» **EXERCISE DIRECTIONS**:
Each entry below should be printed exactly, with every image left out.
[EXTRACTED INFORMATION — start]
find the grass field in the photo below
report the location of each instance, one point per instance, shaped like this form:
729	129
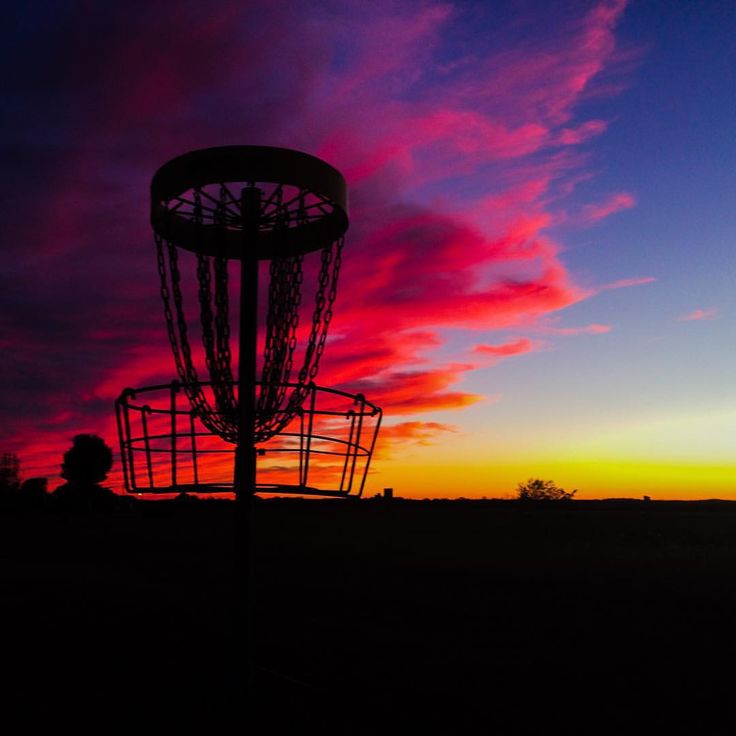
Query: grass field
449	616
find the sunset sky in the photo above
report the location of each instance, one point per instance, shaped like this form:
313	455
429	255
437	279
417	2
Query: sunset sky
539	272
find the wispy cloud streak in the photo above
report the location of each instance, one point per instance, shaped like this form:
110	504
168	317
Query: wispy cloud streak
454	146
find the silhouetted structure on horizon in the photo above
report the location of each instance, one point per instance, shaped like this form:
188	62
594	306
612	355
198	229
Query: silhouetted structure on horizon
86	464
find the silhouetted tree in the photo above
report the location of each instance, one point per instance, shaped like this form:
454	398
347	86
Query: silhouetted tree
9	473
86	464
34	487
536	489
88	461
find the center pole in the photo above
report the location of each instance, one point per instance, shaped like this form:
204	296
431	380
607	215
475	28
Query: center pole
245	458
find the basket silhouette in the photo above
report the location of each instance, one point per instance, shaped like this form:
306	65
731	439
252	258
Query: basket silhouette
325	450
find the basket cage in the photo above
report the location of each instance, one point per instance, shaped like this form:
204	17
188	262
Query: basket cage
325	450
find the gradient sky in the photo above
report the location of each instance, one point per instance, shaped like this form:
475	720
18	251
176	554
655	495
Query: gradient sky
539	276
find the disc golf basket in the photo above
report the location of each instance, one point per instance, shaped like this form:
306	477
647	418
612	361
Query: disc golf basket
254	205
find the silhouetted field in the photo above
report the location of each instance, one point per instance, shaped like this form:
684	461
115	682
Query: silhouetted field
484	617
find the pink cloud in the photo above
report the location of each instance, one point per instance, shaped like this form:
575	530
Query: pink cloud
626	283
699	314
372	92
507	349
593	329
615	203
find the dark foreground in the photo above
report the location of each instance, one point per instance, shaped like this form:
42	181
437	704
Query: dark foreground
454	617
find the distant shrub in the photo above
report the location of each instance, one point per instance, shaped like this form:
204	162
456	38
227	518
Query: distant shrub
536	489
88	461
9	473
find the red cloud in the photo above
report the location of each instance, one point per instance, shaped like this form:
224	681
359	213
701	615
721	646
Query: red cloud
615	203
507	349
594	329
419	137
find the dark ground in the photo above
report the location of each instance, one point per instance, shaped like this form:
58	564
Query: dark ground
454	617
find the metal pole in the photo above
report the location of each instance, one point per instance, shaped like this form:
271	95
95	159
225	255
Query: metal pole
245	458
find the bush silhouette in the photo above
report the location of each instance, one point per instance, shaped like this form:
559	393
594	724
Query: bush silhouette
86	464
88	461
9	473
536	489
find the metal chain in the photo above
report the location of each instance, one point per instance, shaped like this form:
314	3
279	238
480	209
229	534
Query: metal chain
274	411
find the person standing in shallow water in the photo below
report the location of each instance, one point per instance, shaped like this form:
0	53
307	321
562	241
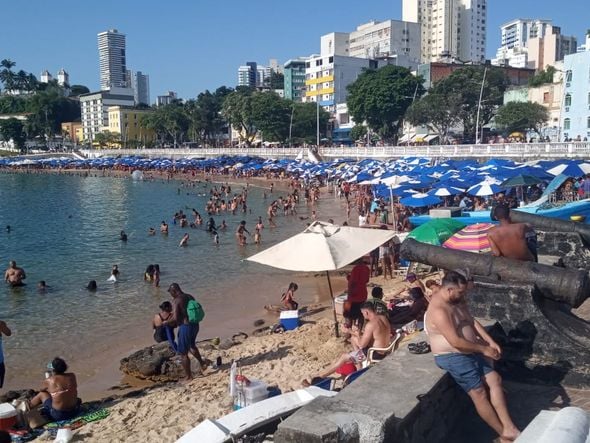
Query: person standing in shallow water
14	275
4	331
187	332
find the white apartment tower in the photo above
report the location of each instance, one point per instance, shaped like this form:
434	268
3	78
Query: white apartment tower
[EXTRACTED INFORMATION — finish]
» **SOLUTION TO THIS PROBLEM**:
find the grass field in the photo below
report the location of each instance, one point per instance, shaped like this form:
729	129
Query: grass field
449	616
find the sunset sky in the photo above
report the location of each instance, one point per instance, shaped like this form:
313	455
429	255
437	279
417	2
Query: sunset sky
539	272
find the wispy cloud streak in the photo above
report the location of each instance, one point per instance, shaped like this form:
110	504
168	317
Query: wispy cloud streak
454	146
find the silhouetted structure on horizon in the photo above
report the location of each instance, one point per instance, shaped like this form:
188	62
594	306
612	355
198	229
Query: silhouetted structure on horizon
86	464
find the silhouetted tree in the photo above
report the location of each instance, one point per instance, shaped like this form:
454	398
347	86
Query: silhouetted tree
9	473
86	464
34	487
536	489
88	461
find the center pole in the photo above
report the location of each instance, one point per instance, shaped like this form:
204	296
431	380
607	215
475	28
Query: center pole
245	458
find the basket silhouette in the photo above
report the location of each instance, one point per instance, shaped like this form:
306	65
731	439
252	258
Query: basket silhouette
325	450
find the basket cage in the photo above
report the location of each instance, one point per instance, shaped like this form:
204	17
188	262
Query: basket cage
325	450
find the gradient sky in the photo above
report the location of each instance, one point per instance, shaped like this form:
475	720
18	251
176	554
655	495
Query: gradient sky
539	276
find the disc golf basket in the photo above
report the location of each instance, one point per instance, shaped like this form:
306	477
647	418
612	361
Query: disc golf basket
254	205
find the silhouetted field in the photo above
report the location of each instance, one point per instance, shaped like this form:
684	461
115	682
Query: silhouetted field
484	617
find the pink cloud in the photo above
report the location of each instance, one point per instance, shaped like this form:
575	530
Query: pink cloud
626	283
699	314
372	92
507	349
593	329
615	203
find the dark foreground in the photo above
report the location of each instance, one point per instance, shaped like this form:
42	181
437	704
Query: dark foreground
454	617
find the distant shrub in the photo above
report the location of each instance, one point per instance, shaped like this form:
204	162
456	38
227	518
Query: distant shrub
536	489
88	461
9	473
find the red cloud in the photo above
report the location of each instance, one point per instance, shaped like this form:
224	681
359	213
701	615
721	646
Query: red cloud
615	203
507	349
594	329
419	137
find the dark ground in the photo above
report the location of each instance, one point per instance, shaped like this form:
58	564
Query: dark ground
454	617
find the metal pole in the photo above
report the location of each instance, one point per instance, shaped like this form:
271	95
95	159
225	255
Query: metal pole
245	458
find the bush silhouette in the photo above
report the location of each instance, one point per instance, shaped like this form:
559	393
594	724
Query: bush silhouette
86	464
88	461
9	473
536	489
find the metal chain in the photo above
report the location of each instance, one point per instance, shaped like this form:
314	3
279	238
480	209
229	534
Query: metal chain
274	411
find the person standing in shallow water in the photo below
report the location of each instance, one point per instance, shaped like this form:
0	53
307	321
562	241
Query: person standing in shallow water
14	275
4	331
187	332
find the white apartment tower in the photo above
report the location of each instance, one point per instance, shaped like this form:
434	268
3	78
Query: white apartment tower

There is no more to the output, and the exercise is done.